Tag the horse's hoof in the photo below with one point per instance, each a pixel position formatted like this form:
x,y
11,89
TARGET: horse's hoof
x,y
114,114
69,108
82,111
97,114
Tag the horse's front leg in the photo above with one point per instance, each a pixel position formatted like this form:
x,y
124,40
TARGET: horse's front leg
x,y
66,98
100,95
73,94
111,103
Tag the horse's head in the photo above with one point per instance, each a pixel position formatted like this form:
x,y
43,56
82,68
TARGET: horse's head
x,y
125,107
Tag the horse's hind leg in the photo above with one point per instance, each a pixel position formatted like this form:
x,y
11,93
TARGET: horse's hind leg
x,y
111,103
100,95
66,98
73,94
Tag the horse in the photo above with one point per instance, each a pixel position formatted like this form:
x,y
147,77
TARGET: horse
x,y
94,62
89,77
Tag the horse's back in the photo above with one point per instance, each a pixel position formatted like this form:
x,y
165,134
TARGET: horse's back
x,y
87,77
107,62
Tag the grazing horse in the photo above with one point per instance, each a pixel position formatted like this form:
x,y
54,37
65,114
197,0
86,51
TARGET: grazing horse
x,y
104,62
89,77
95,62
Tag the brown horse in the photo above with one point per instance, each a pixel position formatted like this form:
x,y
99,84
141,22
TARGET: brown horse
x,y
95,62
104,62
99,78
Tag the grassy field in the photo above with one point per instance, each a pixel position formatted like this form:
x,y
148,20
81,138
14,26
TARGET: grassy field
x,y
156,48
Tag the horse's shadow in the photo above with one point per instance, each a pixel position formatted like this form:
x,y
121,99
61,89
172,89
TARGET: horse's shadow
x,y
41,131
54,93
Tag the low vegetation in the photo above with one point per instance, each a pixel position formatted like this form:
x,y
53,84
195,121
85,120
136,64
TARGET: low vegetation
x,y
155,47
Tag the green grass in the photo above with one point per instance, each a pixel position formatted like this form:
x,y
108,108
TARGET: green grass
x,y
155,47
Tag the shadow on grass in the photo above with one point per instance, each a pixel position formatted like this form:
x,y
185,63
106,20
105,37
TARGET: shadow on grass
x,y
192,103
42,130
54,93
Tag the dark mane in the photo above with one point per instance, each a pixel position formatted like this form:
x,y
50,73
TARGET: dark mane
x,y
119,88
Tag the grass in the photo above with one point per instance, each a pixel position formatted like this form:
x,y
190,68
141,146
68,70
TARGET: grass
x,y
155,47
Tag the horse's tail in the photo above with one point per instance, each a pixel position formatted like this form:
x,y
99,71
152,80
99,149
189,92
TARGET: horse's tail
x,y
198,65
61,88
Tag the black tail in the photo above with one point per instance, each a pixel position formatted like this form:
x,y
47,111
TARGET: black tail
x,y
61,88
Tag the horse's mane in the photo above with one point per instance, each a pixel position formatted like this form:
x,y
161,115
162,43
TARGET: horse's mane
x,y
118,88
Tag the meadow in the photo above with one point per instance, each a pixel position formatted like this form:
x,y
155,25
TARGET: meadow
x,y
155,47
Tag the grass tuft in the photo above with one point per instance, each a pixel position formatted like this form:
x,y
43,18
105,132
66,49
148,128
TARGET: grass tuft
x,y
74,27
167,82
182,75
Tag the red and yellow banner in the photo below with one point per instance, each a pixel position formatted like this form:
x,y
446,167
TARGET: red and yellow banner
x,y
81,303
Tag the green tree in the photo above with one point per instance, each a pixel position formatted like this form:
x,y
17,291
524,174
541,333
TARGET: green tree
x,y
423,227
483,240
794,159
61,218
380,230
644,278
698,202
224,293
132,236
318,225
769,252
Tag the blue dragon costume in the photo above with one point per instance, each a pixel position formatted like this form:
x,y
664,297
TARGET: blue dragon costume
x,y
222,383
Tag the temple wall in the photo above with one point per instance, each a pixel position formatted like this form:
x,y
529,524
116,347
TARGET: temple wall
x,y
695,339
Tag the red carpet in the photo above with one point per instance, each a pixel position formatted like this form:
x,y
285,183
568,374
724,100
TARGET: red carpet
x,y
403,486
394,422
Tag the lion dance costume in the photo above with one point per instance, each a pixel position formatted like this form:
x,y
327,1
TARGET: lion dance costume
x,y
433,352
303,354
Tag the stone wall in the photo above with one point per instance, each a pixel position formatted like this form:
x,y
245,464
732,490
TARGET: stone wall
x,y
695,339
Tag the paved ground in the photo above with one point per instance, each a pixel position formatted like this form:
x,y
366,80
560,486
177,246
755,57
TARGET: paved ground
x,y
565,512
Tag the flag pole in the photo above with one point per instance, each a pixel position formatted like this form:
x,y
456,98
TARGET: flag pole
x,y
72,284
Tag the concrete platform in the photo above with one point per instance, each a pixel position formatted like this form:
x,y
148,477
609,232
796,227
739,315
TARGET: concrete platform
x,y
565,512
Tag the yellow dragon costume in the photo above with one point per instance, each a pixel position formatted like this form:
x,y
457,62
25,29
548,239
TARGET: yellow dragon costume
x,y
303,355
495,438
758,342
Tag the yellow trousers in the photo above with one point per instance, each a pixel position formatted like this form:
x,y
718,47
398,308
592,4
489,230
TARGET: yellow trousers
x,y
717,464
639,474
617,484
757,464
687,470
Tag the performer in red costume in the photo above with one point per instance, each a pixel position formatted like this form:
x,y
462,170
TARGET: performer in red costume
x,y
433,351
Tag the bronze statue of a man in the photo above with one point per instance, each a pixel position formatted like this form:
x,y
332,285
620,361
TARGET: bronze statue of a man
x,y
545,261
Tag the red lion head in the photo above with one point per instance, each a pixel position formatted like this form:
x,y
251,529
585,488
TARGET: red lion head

□ □ □ □

● PROBLEM:
Output all records verbatim.

● COMPLETE ANSWER:
Tag the horse's hoof in the photo below with one point per instance, each a pixel position formatted like this form:
x,y
11,89
TARGET: horse's hoof
x,y
114,114
69,108
82,111
97,114
Tag the horse's front leg in the photo above with one point per instance, each a pixel position formatted like this form:
x,y
124,40
TARGET: horse's front leg
x,y
66,98
100,95
73,94
111,103
Tag the horse's head in the photo above with one point per instance, each a pixel position formatted like this form:
x,y
43,56
82,68
TARGET: horse's head
x,y
125,107
Tag the horse's hind leg in the photo above with one point per instance, each a pixel position formatted like this form:
x,y
11,93
TARGET: horse's hind leg
x,y
111,103
100,95
66,98
73,94
Tag the horse in the photo above with one point per instance, each a pixel position formatted like this form:
x,y
147,77
TARGET: horse
x,y
94,62
89,77
Tag the horse's back in the photo above with one point per instance, each a pixel position formatted like this form:
x,y
165,134
TARGET: horse's back
x,y
87,77
107,62
Tag the grazing horse in the photo above with one point per instance, each a pixel position formatted like this form:
x,y
54,37
65,114
197,0
86,51
TARGET: grazing horse
x,y
104,62
89,77
95,62
Tag the brown horse in the photo above with one point per instance, each a pixel position formatted like this form:
x,y
99,84
141,22
TARGET: brown horse
x,y
95,62
104,62
99,78
Tag the grassy field in the photo above with one point per instance, each a pixel position formatted like this form:
x,y
148,20
81,138
14,26
TARGET: grassy field
x,y
156,48
Tag the horse's shadow in the photo above with one point per instance, each a pixel position formatted like this form:
x,y
121,99
61,89
172,89
TARGET: horse's shadow
x,y
41,131
54,93
Tag the low vegetation in the photo above with one point per instance, each a pixel position formatted like this form:
x,y
53,84
195,121
85,120
136,64
TARGET: low vegetation
x,y
155,47
Tag the green grass in the photo above with one point per instance, each a pixel position formatted like this form:
x,y
108,108
TARGET: green grass
x,y
155,47
Tag the shadow on grass in the photo above with one point per instance, each a pixel position formatted like this form:
x,y
185,63
106,20
105,37
TARGET: shadow on grass
x,y
192,103
42,130
54,93
Tag the dark mane in the photo above with one point per instance, each a pixel position formatted like this form:
x,y
50,73
TARGET: dark mane
x,y
119,88
Tag the grass in the photo above with one point per instance, each a pixel position formatted like this form:
x,y
190,68
141,146
68,70
TARGET: grass
x,y
155,47
Tag the horse's tail in the photo above with one point per instance, each a pixel position formatted like this form:
x,y
99,71
152,80
99,149
189,92
TARGET: horse's tail
x,y
198,65
61,88
Tag the black tail in the photo above with one point per instance, each a pixel position formatted like this form:
x,y
47,111
TARGET: black tail
x,y
61,88
Tag the horse's mane in the photo above with one point per instance, each a pixel position formatted like this form:
x,y
161,115
162,43
TARGET: horse's mane
x,y
118,88
Tag the meadow in the photo above with one point per instance, each a pixel position formatted like this form:
x,y
155,25
TARGET: meadow
x,y
155,47
Tag the grass tuft in the photo above with one point per instance, each a pixel position formatted like this form:
x,y
43,18
105,132
66,49
148,128
TARGET: grass tuft
x,y
74,27
167,82
182,75
Tag the red and yellow banner in the photo below with one point per instance, each a pixel position formatted like this form:
x,y
446,167
TARGET: red and yellow banner
x,y
81,303
Tag the green tree in the photo above with one point per instance, each a pixel position formatted like this form:
x,y
17,291
524,174
541,333
TARGET: green tree
x,y
423,227
483,240
794,159
61,218
380,230
644,278
698,202
224,293
132,236
318,225
769,252
Tag the blue dragon costume in the photo above with one point per instance, each a pixel position formatted like this form:
x,y
664,297
TARGET: blue dragon costume
x,y
222,383
Tag the temple wall in the photo above with one point per instance, each a pixel position formatted like this form:
x,y
529,524
116,347
TARGET: temple wall
x,y
695,339
Tag the red carpet in the photo above with one point per instance, each a pixel position formatted like this form:
x,y
285,183
568,374
724,100
TARGET: red carpet
x,y
403,486
394,422
Tag the lion dance costume in the photo above with one point per instance, each a pixel position formatted like this form:
x,y
327,1
TARGET: lion dance costume
x,y
433,352
303,354
Tag the stone wall in the photo above with one point per instance, each a pixel position formatted like this form:
x,y
245,464
732,490
TARGET: stone wall
x,y
695,339
Tag the paved ground in the photo above with one point per instance, each a pixel position formatted like this form:
x,y
366,80
560,486
177,246
755,57
TARGET: paved ground
x,y
565,512
Tag the flag pole in the photo above with one point per instance, each a pixel position formatted like this form:
x,y
456,98
TARGET: flag pole
x,y
72,284
Tag the concrete platform in the photo above with one point per instance, each a pixel position formatted like this form:
x,y
148,477
609,232
796,227
739,315
TARGET: concrete platform
x,y
565,512
Tag the yellow dragon costume in the photo above with one point per instance, each a pixel position formatted like this form:
x,y
457,62
25,29
548,239
TARGET: yellow dragon costume
x,y
303,355
495,438
758,342
Tag the yellow trousers in the photo above with one point per instance, each a pixel position formatted like this form:
x,y
718,47
398,308
592,4
489,230
TARGET: yellow trousers
x,y
717,464
639,474
617,484
757,464
687,470
Tag the performer in red costume in the photo above with one point per instance, each a pixel position formatted like this form:
x,y
462,170
TARGET: performer in red costume
x,y
433,351
Tag the bronze statue of a man in the photo above with one point per instance, each a pixel position formatted like this form:
x,y
332,285
620,361
TARGET: bronze statue of a man
x,y
545,261
Tag the red lion head in the photo above with one point per instance, each a pixel position formatted like this form:
x,y
251,529
585,488
TARGET: red lion head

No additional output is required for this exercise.